> _What the task asks_: Each entry that follows is to be copied exactly, minus any pictures.

*** Begin section ***

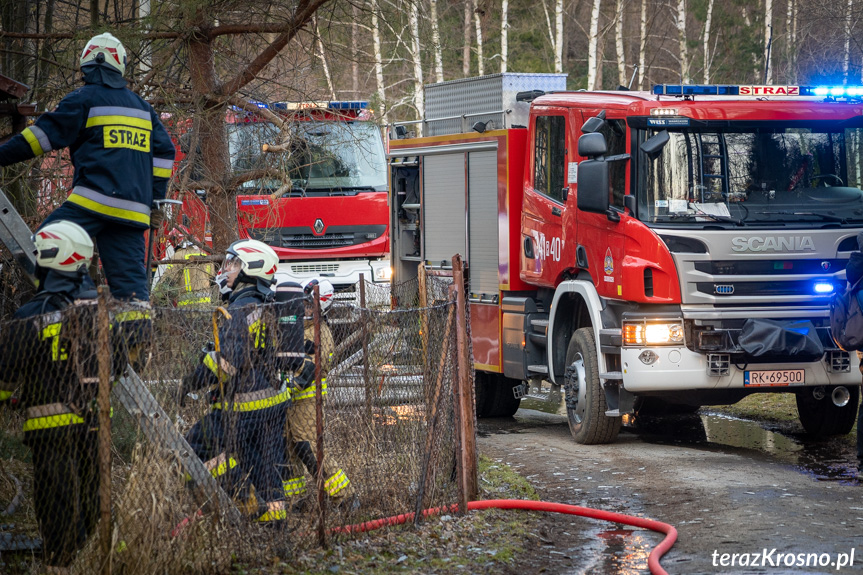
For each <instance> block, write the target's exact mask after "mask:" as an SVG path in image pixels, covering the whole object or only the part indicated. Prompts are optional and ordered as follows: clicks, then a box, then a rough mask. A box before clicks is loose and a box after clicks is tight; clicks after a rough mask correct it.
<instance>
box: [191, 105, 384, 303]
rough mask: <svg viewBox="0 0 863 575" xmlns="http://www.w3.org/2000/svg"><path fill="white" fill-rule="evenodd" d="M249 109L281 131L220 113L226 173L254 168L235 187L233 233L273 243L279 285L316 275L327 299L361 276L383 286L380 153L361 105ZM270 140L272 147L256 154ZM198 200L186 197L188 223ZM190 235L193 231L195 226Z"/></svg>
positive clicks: (383, 173) (347, 291) (196, 232)
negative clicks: (222, 124) (277, 147)
mask: <svg viewBox="0 0 863 575" xmlns="http://www.w3.org/2000/svg"><path fill="white" fill-rule="evenodd" d="M257 105H258V107H261V108H268V109H269V110H270V111H272V112H274V113H276V114H278V115H279V116H281V117H282V118H283V119H284V120H285V122H286V123H285V126H286V128H284V129H283V128H280V127H278V126H276V125H275V124H274V123H272V122H270V121H266V120H263V119H262V118H261V117H259V116H256V115H253V114H249V113H247V112H244V111H242V110H239V109H237V110H231V111H230V112H229V113H228V115H227V118H226V121H227V124H228V138H229V152H230V159H231V169H232V171H233V173H234V174H235V175H237V176H242V175H243V174H249V173H260V174H262V176H261V177H255V178H253V179H249V180H247V181H245V182H243V183H242V184H241V188H240V189H239V190H237V217H238V226H239V235H240V237H241V238H253V239H257V240H261V241H263V242H265V243H267V244H269V245H270V246H272V247H273V249H274V250H275V251H276V253H277V254H278V256H279V261H280V263H279V267H278V272H277V277H278V279H279V281H296V282H300V283H302V282H304V281H305V280H307V279H310V278H315V277H325V278H328V279H329V280H330V281H331V282H332V284H333V286H334V287H335V289H336V300H350V301H353V300H355V299H356V293H357V287H356V285H357V282H358V281H359V279H360V274H363V275H364V277H365V278H366V280H368V281H375V282H381V283H382V284H383V285H386V284H388V283H389V281H390V276H391V270H390V262H389V246H390V240H389V215H388V214H389V210H388V208H387V194H386V191H387V169H386V156H385V152H384V145H383V138H382V136H381V130H380V128H379V127H378V126H377V124H375V122H374V121H373V119H372V114H371V110H370V109H369V107H368V103H367V102H360V101H338V102H336V101H333V102H278V103H275V104H265V103H263V102H260V103H257ZM284 130H287V131H288V132H289V133H285V131H284ZM279 145H281V148H282V149H280V151H278V152H275V153H273V152H269V153H267V152H265V151H264V148H265V147H267V148H270V147H274V146H279ZM183 151H184V152H187V150H183ZM202 205H203V204H202V202H201V201H200V200H199V199H198V198H197V197H196V196H194V195H192V194H185V199H184V207H183V213H184V214H192V217H189V218H185V219H184V223H185V224H186V225H187V227H190V228H195V227H196V226H197V228H200V227H201V226H202V225H203V220H204V219H205V217H201V213H202V210H201V206H202ZM203 211H204V212H205V210H203ZM192 235H193V236H195V237H202V236H201V234H200V230H197V231H196V232H193V233H192Z"/></svg>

*** End section ***

> _Answer box_:
For each <instance> block, write the target's exact mask after "mask:" as an SVG path in image pixels, covering the whole object or only the part indicated. Prompts are optional and ordered as follows: clicks, then a box, then a rough mask. A box before clicks is loose and a box after clicks is tight; clicks after a rough mask correct it.
<instance>
box: [191, 105, 384, 303]
rough mask: <svg viewBox="0 0 863 575" xmlns="http://www.w3.org/2000/svg"><path fill="white" fill-rule="evenodd" d="M249 109L281 131L220 113L226 173L254 168L235 187L233 233L273 243L279 285L316 275L327 299L361 276L383 286L380 153L361 105ZM270 140L272 147L256 154ZM198 200L186 197L188 223ZM190 235L193 231L195 226Z"/></svg>
positive clicks: (383, 173) (347, 291) (196, 232)
negative clicks: (222, 124) (277, 147)
mask: <svg viewBox="0 0 863 575" xmlns="http://www.w3.org/2000/svg"><path fill="white" fill-rule="evenodd" d="M257 105H258V107H261V108H268V109H269V110H270V111H272V112H274V113H276V114H278V115H279V116H281V117H282V118H283V119H284V120H285V122H286V123H285V126H286V128H284V129H283V128H280V127H278V126H276V125H275V124H274V123H272V122H270V121H266V120H263V119H262V118H261V117H259V116H256V115H253V114H249V113H247V112H244V111H242V110H239V109H237V110H231V111H230V112H229V113H228V115H227V118H226V121H227V124H228V138H229V152H230V159H231V169H232V171H233V173H234V174H235V175H237V176H242V175H243V174H249V173H260V174H262V176H261V177H255V178H253V179H249V180H247V181H245V182H243V183H242V184H241V188H240V189H239V190H237V217H238V226H239V235H240V237H241V238H253V239H257V240H261V241H263V242H265V243H267V244H269V245H270V246H272V247H273V249H274V250H275V251H276V253H277V254H278V256H279V261H280V263H279V267H278V272H277V277H278V279H279V281H296V282H300V283H302V282H304V281H305V280H307V279H310V278H315V277H325V278H328V279H329V280H330V281H331V282H332V284H333V286H334V287H335V289H336V300H350V301H353V300H355V299H356V293H357V287H356V285H357V282H358V281H359V279H360V274H363V275H364V277H365V278H366V280H368V281H375V282H381V283H382V284H383V285H386V284H388V283H389V281H390V276H391V270H390V262H389V246H390V240H389V215H388V214H389V210H388V208H387V194H386V191H387V169H386V156H385V152H384V145H383V138H382V136H381V130H380V128H379V127H378V126H377V124H375V122H374V121H373V119H372V114H371V110H370V109H369V107H368V103H367V102H360V101H338V102H336V101H333V102H278V103H275V104H265V103H263V102H260V103H257ZM284 130H287V131H288V132H289V133H285V131H284ZM279 145H281V148H282V149H280V151H278V152H275V153H273V152H269V153H267V152H265V151H264V148H265V147H267V148H270V147H274V146H279ZM183 151H184V152H187V150H183ZM202 205H203V204H202V202H201V201H200V200H199V199H198V198H197V197H196V196H194V195H192V194H185V199H184V207H183V213H184V214H192V217H189V218H185V219H184V223H185V224H186V225H187V227H190V228H195V227H196V226H197V228H200V227H201V226H202V225H203V220H204V219H205V217H201V213H202V210H201V206H202ZM203 211H204V212H205V210H203ZM192 235H193V236H195V237H202V236H201V234H200V230H197V231H196V232H193V233H192Z"/></svg>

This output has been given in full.